Task details:
Report each line in the records below that contains the word "mask", treating uppercase and lowercase letters as different.

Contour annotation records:
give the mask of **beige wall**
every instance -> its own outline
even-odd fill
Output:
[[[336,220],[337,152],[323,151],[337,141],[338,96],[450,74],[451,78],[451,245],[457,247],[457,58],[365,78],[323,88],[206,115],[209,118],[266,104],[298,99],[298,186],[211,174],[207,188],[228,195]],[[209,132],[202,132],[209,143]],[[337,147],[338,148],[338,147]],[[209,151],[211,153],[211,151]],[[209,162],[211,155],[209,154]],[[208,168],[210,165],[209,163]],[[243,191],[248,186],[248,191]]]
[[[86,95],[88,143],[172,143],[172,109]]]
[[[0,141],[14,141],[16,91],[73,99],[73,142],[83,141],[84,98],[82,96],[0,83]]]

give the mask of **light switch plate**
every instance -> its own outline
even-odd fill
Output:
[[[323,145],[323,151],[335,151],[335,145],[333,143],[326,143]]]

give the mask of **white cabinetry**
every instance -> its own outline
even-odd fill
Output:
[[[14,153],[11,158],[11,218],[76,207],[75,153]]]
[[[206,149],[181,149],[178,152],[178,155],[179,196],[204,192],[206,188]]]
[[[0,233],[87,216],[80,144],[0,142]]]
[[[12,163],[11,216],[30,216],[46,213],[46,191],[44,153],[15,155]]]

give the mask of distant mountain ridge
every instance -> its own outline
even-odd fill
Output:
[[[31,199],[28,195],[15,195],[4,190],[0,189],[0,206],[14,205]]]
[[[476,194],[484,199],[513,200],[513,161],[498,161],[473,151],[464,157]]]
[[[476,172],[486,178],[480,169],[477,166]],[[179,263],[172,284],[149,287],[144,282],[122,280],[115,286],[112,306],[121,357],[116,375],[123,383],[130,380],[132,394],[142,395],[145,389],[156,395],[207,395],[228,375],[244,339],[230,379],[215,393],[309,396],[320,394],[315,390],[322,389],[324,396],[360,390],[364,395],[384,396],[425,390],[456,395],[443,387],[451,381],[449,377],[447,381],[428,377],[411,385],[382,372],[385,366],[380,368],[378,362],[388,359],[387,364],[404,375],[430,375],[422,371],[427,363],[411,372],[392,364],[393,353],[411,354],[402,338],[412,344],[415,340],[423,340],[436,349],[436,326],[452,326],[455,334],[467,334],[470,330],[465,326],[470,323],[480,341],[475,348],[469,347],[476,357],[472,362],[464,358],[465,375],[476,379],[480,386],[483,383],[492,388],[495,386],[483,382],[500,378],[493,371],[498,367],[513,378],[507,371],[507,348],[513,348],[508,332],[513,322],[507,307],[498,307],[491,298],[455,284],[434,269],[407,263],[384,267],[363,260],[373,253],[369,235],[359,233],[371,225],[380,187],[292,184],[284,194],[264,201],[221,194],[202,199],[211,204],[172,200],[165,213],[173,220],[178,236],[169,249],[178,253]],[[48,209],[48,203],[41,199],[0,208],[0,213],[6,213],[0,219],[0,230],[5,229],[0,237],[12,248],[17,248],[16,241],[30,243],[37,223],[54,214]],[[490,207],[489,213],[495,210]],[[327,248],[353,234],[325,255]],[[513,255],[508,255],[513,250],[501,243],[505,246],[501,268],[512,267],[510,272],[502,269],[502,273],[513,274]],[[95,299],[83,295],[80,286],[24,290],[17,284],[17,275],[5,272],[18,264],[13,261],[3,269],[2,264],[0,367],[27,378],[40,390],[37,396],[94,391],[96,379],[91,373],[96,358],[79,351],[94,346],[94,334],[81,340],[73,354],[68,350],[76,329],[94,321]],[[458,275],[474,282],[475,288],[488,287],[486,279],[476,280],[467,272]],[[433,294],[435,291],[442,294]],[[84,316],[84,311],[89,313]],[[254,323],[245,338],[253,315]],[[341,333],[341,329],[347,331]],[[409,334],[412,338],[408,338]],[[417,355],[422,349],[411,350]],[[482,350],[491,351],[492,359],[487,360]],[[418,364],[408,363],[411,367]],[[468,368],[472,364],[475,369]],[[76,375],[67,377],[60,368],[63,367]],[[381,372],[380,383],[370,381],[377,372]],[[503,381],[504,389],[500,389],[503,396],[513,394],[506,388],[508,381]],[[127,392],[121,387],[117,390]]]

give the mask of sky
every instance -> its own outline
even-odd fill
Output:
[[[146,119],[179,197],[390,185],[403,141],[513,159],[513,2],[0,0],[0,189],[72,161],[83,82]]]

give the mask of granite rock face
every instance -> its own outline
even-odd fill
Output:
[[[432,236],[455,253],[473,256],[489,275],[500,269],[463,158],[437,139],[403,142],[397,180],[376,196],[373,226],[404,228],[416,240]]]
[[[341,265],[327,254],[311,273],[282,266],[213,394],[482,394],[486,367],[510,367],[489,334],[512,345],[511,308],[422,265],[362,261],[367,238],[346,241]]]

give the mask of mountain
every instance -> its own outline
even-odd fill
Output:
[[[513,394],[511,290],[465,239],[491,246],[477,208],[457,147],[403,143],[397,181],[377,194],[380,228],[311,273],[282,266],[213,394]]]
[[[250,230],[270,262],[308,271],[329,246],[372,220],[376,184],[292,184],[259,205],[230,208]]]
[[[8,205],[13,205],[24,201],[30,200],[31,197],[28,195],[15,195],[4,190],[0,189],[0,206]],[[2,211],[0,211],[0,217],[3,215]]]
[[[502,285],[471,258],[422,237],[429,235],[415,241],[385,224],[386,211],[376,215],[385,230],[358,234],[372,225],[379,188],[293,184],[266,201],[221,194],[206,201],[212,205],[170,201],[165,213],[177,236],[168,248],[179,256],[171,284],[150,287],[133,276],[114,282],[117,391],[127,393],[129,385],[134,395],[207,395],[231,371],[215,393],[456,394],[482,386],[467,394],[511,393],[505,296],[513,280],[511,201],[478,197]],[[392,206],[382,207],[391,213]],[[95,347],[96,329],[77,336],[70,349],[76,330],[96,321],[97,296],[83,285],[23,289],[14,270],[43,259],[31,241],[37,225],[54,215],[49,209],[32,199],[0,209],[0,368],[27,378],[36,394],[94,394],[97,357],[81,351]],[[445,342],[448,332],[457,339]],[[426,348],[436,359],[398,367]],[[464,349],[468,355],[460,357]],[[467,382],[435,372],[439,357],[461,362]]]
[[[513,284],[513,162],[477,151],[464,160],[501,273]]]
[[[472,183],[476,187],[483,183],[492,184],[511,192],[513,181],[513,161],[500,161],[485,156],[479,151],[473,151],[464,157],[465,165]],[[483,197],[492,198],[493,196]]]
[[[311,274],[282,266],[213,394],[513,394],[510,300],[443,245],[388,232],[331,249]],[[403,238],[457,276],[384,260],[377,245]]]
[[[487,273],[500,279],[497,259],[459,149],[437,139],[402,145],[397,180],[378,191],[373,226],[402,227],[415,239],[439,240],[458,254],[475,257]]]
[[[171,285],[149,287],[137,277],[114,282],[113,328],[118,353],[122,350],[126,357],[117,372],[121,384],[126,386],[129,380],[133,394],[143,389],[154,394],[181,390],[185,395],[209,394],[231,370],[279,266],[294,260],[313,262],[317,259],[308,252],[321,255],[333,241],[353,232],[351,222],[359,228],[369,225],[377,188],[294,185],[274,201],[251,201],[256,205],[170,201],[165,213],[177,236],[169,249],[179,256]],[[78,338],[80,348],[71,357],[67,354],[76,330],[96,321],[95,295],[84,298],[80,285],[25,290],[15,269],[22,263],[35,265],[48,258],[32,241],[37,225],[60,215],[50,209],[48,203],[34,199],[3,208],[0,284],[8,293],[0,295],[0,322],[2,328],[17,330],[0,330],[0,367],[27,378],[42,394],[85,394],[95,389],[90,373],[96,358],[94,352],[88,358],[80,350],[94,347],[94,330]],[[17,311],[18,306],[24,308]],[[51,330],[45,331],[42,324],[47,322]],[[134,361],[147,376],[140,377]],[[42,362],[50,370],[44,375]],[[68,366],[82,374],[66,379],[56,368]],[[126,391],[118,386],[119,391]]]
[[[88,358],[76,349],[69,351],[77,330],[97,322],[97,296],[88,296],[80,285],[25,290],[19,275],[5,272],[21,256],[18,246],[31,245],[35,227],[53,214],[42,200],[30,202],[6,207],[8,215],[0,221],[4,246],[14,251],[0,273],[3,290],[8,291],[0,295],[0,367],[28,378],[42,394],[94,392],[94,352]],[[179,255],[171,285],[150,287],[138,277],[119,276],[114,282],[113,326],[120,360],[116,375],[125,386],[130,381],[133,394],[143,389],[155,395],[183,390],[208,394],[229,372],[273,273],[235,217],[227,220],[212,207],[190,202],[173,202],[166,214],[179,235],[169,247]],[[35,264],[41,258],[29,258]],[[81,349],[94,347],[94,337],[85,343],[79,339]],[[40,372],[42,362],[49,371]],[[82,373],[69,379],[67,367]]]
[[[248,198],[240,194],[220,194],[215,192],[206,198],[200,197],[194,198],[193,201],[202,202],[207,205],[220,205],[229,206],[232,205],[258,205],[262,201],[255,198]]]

Result below:
give the mask of **beige wall**
give the mask of **light switch plate**
give the mask of **white cabinetry**
give the mask of distant mountain ridge
give the mask of sky
give the mask of granite rock face
give the mask of mountain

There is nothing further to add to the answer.